== EXERCISE PASSAGE ==
★ ★ ★ ★ ★ ★ ★

You may be wondering why there’s an article on Hand, Foot and Mouth Disease (HFMD) on The Woman’s Clinic blog. But, at The Woman’s Clinic, we strive to offer education to our patients on a variety of topics. Many of our patients will experience HFMD in their homes and might be surprised to learn that adults can catch this illness from their children! It’s important to know what to look for and how to keep yourself healthy while you are caring for your children.

It might start off innocently in your child – a sore throat, feeling under the weather, or a mild fever. You can offer your child some pain reliever, rest, and lots of fluids to make sure they feel better. The next day, you might start to notice small red bumps around your child’s hand, feet or mouth. If you see those bumps start to develop, it is likely to be more than just a cold. It’s well known that when children start school or daycare, they’re more prone to bringing germs home, including illnesses that are easily spread.

What is HFMD?

HFMD is a virus that is caused by the Coxsackie A16 virus or the enterovirus 71, which most commonly affects children under age 10. In addition to the tell tale red bumps on the hands, feet and mouth, small red bumps may also appear on the legs, buttocks and genitals. The spots often resemble chicken pox, although they are not itchy.

HFMD spreads easily, which is why it’s not uncommon to see outbreaks in school and daycare environments. It has a 3-5 day incubation period, which means that, unfortunately, an infected patient could spread it to someone else without even realizing that they’re sick. Although it’s most common amongst children, adults can catch it too.

Someone in my home has HFMD, what now?

★ ★ ★ ★ ★ ★ ★

== RECORDED DATA ==

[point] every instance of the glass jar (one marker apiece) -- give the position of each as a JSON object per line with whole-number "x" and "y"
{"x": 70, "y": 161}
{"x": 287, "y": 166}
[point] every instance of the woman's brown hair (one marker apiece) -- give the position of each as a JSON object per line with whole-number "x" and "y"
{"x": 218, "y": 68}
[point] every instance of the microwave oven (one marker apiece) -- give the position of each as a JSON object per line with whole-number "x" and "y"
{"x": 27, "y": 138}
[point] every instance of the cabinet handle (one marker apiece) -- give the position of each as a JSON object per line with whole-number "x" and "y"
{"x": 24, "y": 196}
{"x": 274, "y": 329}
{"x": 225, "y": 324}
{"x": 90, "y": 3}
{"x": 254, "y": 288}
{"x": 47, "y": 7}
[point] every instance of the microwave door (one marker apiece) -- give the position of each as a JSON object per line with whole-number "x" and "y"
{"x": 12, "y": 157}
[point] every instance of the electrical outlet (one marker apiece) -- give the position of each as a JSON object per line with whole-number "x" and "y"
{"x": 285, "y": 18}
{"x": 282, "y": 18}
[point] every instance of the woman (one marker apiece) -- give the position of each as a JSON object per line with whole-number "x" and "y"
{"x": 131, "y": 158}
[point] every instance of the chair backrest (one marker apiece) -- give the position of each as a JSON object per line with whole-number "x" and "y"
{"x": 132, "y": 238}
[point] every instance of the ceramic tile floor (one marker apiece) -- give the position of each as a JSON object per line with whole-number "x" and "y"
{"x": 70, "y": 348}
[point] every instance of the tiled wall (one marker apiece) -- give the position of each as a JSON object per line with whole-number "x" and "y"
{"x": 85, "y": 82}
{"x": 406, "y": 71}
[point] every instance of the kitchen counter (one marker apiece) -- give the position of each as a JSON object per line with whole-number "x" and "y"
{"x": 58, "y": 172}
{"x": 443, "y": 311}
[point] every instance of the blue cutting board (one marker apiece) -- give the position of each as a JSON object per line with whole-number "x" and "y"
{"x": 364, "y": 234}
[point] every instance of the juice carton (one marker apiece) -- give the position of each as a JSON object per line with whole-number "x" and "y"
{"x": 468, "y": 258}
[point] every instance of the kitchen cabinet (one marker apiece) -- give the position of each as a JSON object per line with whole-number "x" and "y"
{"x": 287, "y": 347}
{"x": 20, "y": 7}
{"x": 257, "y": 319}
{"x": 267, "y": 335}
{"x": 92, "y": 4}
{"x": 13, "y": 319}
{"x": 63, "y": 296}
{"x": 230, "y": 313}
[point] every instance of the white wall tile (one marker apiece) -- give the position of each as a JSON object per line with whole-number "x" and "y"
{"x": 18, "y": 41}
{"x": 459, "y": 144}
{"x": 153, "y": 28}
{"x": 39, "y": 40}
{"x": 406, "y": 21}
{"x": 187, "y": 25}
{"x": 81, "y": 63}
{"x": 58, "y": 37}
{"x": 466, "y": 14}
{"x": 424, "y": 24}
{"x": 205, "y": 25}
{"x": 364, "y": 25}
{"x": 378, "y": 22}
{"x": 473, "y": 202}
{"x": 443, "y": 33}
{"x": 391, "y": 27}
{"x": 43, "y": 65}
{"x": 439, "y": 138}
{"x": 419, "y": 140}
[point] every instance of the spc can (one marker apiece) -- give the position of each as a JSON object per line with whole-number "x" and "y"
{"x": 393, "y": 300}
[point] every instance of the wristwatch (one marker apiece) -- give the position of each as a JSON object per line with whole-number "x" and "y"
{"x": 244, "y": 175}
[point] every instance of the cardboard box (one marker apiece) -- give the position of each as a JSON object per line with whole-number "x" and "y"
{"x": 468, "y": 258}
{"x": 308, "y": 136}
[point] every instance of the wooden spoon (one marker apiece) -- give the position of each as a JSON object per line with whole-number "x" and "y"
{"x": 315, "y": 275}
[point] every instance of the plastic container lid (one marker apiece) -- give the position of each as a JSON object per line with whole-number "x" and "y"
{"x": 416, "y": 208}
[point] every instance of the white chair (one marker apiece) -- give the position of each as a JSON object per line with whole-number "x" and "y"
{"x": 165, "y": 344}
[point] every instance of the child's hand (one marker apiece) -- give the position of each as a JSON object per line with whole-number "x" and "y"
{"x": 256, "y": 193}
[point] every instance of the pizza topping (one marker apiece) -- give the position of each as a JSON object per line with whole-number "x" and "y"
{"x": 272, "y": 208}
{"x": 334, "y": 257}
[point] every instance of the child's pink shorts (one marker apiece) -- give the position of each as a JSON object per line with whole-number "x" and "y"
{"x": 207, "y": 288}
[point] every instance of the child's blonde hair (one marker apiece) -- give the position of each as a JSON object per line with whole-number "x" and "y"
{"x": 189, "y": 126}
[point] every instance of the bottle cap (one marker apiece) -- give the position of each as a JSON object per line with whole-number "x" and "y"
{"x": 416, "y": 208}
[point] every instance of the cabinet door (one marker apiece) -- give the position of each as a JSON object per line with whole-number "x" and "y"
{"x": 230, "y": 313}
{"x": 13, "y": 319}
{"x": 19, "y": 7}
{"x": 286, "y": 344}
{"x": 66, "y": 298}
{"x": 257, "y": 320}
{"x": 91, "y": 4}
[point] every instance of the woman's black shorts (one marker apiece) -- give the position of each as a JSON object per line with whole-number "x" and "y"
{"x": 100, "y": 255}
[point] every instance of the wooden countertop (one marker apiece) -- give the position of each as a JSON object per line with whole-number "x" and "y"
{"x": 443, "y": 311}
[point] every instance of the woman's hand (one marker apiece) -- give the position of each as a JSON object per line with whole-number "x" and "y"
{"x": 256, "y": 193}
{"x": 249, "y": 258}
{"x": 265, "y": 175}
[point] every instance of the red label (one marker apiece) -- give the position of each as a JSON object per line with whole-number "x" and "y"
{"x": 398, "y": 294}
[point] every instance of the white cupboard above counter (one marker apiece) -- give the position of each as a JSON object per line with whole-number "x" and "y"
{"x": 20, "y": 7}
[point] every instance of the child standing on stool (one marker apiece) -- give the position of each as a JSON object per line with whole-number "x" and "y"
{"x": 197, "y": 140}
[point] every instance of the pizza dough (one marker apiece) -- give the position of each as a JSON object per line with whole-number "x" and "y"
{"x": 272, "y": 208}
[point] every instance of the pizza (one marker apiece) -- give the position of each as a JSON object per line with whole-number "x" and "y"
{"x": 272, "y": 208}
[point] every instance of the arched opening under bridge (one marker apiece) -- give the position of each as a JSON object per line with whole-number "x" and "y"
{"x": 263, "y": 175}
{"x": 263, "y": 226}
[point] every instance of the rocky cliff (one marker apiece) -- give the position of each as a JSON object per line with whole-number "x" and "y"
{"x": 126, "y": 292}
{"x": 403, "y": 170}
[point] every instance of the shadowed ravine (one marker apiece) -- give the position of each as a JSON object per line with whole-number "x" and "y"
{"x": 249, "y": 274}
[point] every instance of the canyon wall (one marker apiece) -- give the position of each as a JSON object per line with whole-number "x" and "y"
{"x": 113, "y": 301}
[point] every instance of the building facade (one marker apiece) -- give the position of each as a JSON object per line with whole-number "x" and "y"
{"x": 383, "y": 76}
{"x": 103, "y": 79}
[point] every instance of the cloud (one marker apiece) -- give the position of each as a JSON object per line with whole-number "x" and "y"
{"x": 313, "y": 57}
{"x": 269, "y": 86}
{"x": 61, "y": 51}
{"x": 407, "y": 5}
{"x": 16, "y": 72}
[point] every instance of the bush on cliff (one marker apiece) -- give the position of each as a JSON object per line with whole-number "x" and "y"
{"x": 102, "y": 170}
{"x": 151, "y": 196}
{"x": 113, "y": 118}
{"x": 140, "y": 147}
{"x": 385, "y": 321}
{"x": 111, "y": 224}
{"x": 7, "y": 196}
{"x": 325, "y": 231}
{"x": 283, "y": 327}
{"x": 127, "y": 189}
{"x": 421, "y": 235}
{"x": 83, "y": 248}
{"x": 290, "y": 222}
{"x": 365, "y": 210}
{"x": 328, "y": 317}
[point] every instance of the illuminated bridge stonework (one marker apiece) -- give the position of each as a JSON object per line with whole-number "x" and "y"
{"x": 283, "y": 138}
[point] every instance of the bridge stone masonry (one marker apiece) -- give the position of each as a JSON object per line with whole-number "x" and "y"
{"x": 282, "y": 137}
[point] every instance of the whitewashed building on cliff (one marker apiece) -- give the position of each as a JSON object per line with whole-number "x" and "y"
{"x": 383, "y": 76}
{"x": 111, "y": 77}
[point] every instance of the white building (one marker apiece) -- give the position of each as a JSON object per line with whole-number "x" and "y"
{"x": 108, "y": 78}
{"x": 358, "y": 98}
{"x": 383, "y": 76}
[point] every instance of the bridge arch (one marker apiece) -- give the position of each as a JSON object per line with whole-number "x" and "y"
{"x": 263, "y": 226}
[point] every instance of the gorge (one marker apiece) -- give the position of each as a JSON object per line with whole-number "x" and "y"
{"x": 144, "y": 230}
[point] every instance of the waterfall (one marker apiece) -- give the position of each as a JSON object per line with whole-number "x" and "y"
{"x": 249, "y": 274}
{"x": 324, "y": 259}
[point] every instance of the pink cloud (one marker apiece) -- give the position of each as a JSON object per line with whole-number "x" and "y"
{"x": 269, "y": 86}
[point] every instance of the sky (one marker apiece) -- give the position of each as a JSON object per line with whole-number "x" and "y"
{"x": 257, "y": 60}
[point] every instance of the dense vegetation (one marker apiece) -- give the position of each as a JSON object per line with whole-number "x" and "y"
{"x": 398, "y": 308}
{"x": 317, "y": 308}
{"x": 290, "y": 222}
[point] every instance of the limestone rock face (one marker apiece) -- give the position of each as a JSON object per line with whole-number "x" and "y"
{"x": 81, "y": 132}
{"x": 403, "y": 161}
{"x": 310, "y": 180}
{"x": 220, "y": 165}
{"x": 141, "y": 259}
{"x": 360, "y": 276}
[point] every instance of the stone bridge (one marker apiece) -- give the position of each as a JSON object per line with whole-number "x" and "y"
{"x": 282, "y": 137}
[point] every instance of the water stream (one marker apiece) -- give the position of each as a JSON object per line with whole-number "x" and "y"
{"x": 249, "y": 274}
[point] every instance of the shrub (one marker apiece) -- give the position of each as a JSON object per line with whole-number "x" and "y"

★ ★ ★ ★ ★ ★ ★

== EXERCISE SET ==
- 1) According to the passage on hand, foot and mouth disease, how long is the incubation period of HFMD?
- 2) Write the next few paragraphs of the passage on hand, foot and mouth disease, starting after its last line.
The listing has nothing to do with the passage on hand, foot and mouth disease.

== ANSWERS GIVEN ==
- 1) Three to five days.

- 2)
HFMD is a virus, which means there is no medical cure for it. Most doctors can prescribe a pain reliever or a fever reducer to both children and adults that can take away some of the pain and discomfort. Even though it’s not treatable, it is important to monitor the illness and care for the rest of your body so that you can heal. If an affected child is breastfeeding, it’s good to keep that up to offer both comfort and nutrition. Make sure to stay hydrated and eat what you can, which may be difficult due to the sores in the mouth. Pregnant women and their babies do not seem to be at a higher risk for HFMD, although if you are affected close to your delivery date, it’s important to let your doctor know since there is a higher risk of passing it along once the baby is born. In addition to taking care of yourself and your children, make sure to keep the house clean and sanitized, wash bedding frequently, do not share cups or utensils and stay home until the virus has run its course.

Although uncomfortable for both children and adults, HFMD is usually not serious. Fever and spots typically clear up within a few days, and the mouth ulcers should go away within a week.